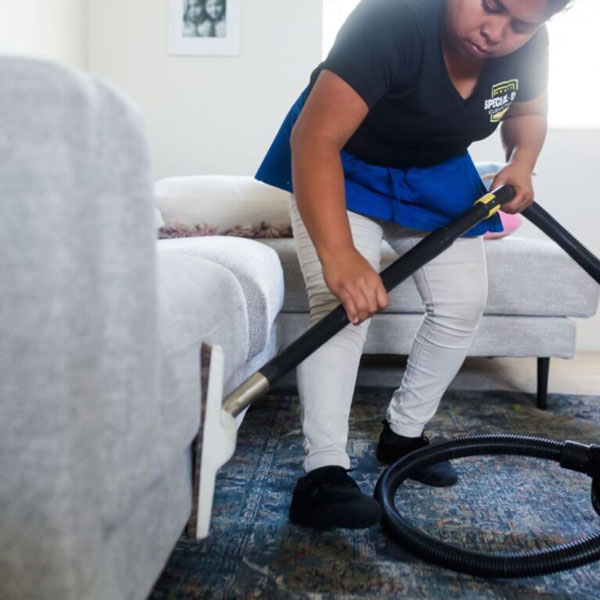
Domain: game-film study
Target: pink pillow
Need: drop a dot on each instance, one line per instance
(509, 222)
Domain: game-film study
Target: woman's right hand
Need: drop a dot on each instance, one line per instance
(358, 286)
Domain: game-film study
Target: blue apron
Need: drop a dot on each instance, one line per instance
(422, 198)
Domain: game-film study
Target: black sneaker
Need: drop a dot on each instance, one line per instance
(392, 447)
(329, 497)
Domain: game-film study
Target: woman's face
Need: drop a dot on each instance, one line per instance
(214, 9)
(479, 29)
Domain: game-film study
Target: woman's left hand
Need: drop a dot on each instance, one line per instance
(519, 176)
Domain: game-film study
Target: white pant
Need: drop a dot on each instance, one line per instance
(453, 288)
* * * *
- Aufgabenstellung -
Formatiere sämtliche Zeilen der Datensätze oben als nummerierte Liste, ohne Leerzeilen. Die Bilder lässt du in der Antwort weg.

- Lösung -
1. Domain: game-film study
2. Target: pink pillow
3. Need: drop a dot on each instance, one line per instance
4. (509, 222)
5. Domain: game-film study
6. Target: woman's right hand
7. Need: drop a dot on each instance, one line per instance
8. (358, 286)
9. Domain: game-film study
10. Target: blue apron
11. Need: drop a dot on each instance, one line per instance
12. (422, 198)
13. Domain: game-film study
14. Target: black sneaker
15. Need: drop a dot on each instance, one line per instance
16. (392, 447)
17. (329, 497)
18. Domain: game-film study
19. Target: woman's face
20. Need: drop a dot on each instance, one line per instance
21. (214, 9)
22. (479, 29)
23. Domain: game-film study
24. Target: woman's left hand
25. Need: drop a dot on each instance, one line per instance
26. (519, 176)
27. Domain: game-film study
28. Target: white pant
29. Need: drop a dot on each instance, one line per instance
30. (453, 288)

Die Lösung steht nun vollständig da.